## TASKS FOR THIS EXERCISE
[a] Answer these about the blog posts below:
(i) Who wrote the article "Summer Homework Battles"?
(ii) On which website does the original article appear?
(iii) What did the writer's husband study?
[b] Carry on writing the blog posts below, picking up right after their final line.

--- PROVIDED PASSAGE ---

Thursday, July 18, 2013

Summer Homework Battles

Okay, so not only did I not keep up with my once a week posts- I'm taking the easy way out this week- recycling an old post (well kind of).  This is not to say that I have not been blogging.  In fact, in a few weeks my very good friend, Janet R., will have me as a guest blogger on her blog: Growing Empathy

She really inspires me and I hope one day to be as consistent with my posts as she is!

This post deals with something that many of us parents struggle with over the Summer, getting our children to keep up with their academic subjects.  I am quoted in the article "Summer Homework Battles"  that was written years ago by Louise Tullien, and it has been picked up by almost every news website across the country!    I am posting it here because it remains relevant, even in my very own home, where I deal with one very resistant child when it comes to getting the work done- and that is all year long!  It is challenging but I find when I give some latitude and push myself to try different approaches it can pay off. 

I know that there has been a debate on why summer homework has to be given.  I agree that with the push for the  Common Core State Standards,  and the stressful atmosphere that schools seem to be functioning under, the summer for most children and parents provides a welcome relief.   Keep in mind that a little can go a long way and children can lose a lot of ground in just a few weeks.  Starting early on in the summer can create a "skip and scatter" type of schedule, rather than cramming it all in at the end.

Finally, look for educational opportunities in non-traditional ways. Here are some ideas:

  •  Teach your child to read and understand a subway map
  •  Have your child conduct an experiment
  •  Make a movie with an original script 
  • Help your child find an interesting blog to follow or start blogging themselves 
  • Have your kids shop and/or pay at the store themselves 
Having your children participate in activities like these allows them to take ownership of their learning and in many cases provides them with opportunities they did not have before!

The original article appears on the website: Your Family Today.   Read the article:  "Summer Homework Battles"

Sunday, June 23, 2013

I'm Back! Thank you Pete R., I think...

I have stopped blogging completely.  Not because I ran out of content but for two reasons.  For one,  raising 3 kids and working is just a lot of work and two, because I have trouble with my grammar.  I have been told I am not a bad writer but I know that at times I am guilty of run on sentences, too many commas, homonym errors, etc.  I feel guilty because I am an educator and don't want to shame my profession as many do on the internet.  My husband, who was an English major was a great editor and while he says that he was "happy to edit" my blog posts, his work demands made it difficult so I just stopped.  

My friend Pete R.,  has been asking me to start again.  He has been my greatest supporter and has given me the most feedback on this blog and about my thoughts about educating parents and children.  I saw him yesterday at the celebration of his daughters' 2nd birthday and he again asked me "when are you bringing back your blog?".  After a brief discussion with him along with a woman at the party, who overheard our discussion, it came down to "give them your content because that's what your readers want and try to get help here and there with the grammar until you gain your confidence".  So here I am, thanks to him and this very kind woman, who happened to be writer.   I'm taking a chance and I'm going to try to get a post out once a week, again. I am going to ask for your forgiveness in advance for any grammatical errors and hopefully my content will answer your questions.  This brings me to my question for this post:

"How do we get our kids to take chances and let go of their fear of failure?"

--- MATERIAL SUPPLIED ---

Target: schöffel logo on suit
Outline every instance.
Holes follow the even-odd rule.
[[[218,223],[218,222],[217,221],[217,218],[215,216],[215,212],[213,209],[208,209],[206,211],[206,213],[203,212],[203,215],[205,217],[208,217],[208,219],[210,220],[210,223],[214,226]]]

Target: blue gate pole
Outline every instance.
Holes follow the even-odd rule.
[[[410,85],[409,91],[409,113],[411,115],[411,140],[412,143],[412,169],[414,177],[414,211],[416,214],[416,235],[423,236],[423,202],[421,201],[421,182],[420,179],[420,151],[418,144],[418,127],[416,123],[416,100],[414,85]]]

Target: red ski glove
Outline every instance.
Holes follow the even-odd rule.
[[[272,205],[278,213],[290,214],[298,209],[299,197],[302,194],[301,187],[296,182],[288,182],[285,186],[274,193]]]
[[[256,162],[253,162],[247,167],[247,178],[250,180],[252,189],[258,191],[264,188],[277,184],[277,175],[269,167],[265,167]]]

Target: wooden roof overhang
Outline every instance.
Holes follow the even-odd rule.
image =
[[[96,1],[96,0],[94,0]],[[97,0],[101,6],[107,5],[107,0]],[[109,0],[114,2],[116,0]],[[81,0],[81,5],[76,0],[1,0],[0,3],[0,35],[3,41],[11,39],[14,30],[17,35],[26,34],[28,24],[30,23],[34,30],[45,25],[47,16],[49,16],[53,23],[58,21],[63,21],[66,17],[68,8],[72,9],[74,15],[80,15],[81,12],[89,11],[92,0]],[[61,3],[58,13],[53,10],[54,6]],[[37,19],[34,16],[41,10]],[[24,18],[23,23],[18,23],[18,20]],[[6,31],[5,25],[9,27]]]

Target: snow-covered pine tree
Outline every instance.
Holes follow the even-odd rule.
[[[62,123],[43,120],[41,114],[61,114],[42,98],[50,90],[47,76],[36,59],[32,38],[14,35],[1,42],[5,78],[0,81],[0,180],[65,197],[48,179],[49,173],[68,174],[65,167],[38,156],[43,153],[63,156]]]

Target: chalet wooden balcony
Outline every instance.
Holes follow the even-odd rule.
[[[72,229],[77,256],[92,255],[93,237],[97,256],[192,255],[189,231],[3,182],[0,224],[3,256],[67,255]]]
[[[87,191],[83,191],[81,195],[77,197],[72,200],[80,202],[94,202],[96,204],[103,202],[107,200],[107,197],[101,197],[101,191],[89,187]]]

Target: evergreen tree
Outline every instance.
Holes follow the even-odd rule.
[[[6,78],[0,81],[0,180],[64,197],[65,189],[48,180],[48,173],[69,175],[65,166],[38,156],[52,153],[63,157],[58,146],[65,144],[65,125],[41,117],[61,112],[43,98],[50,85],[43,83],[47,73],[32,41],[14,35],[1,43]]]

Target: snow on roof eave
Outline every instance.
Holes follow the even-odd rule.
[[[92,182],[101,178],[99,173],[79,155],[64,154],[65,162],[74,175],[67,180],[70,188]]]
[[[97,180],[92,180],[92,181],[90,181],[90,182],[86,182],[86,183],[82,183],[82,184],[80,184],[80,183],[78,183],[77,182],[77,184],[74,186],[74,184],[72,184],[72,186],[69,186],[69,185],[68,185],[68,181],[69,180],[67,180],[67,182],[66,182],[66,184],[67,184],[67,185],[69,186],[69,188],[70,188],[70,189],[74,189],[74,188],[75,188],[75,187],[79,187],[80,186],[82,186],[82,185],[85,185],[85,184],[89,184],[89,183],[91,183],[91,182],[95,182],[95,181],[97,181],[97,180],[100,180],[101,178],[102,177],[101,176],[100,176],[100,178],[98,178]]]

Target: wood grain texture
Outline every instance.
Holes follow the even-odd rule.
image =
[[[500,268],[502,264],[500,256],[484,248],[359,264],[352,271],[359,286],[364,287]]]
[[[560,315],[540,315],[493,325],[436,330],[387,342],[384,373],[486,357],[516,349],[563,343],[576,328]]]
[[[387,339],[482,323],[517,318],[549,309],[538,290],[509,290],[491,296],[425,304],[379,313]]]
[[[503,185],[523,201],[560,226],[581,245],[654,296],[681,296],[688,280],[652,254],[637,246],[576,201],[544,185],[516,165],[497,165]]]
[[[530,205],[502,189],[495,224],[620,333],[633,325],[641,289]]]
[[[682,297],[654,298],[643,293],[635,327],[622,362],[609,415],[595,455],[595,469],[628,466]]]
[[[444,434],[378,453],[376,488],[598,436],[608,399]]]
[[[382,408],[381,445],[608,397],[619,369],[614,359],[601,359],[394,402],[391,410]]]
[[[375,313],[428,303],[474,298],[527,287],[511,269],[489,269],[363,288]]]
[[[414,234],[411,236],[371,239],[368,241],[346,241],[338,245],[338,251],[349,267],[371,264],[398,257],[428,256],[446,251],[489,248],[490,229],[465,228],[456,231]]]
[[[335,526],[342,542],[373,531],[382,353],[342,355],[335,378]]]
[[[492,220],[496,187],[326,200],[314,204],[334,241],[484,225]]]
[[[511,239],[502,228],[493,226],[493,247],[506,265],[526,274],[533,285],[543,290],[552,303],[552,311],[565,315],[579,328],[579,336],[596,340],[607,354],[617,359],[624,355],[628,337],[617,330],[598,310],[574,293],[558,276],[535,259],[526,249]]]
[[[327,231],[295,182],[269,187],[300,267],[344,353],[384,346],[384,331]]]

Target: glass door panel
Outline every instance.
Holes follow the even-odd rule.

---

## EXPECTED OUTPUTS
[a]
(i) Louise Tullien
(ii) Your Family Today
(iii) English

[b]
I think it is important to talk to our kids regularly about times we struggled or overcame a struggle both as kids and even now as adults.   We often see on TV shows where a child is having a tough time and the parent shares how they had the same problem or one similar to the child's problem.  While this may look like a good idea and always works on TV,  often children don't want to hear about someone else's situation when they are going through their own stuff.  Talking regularly about how you solved problems or how you dealt with your issues should be a regular part of your discussions.  Don't wait for things to go awry start sharing now!   Children are more likely to listen openly and process more constructively when they are relaxed and are not caught up in their own emotional distress. 

Another approach I like comes straight from my husband's cousin.  He told his son one day, "be able to laugh at yourself,  then no one has anything else on you!"- teaching your children to laugh off critical statements that may have some truth can be a powerful coping tool.  Of course this mild "self  deprecating humor" needs to come with limits (like when it goes on too long or becomes chronic teasing).   Learning to laugh off a fart made in public, the fact that they may be short or tall or that they struggle with lets say, grammar can help keep things light.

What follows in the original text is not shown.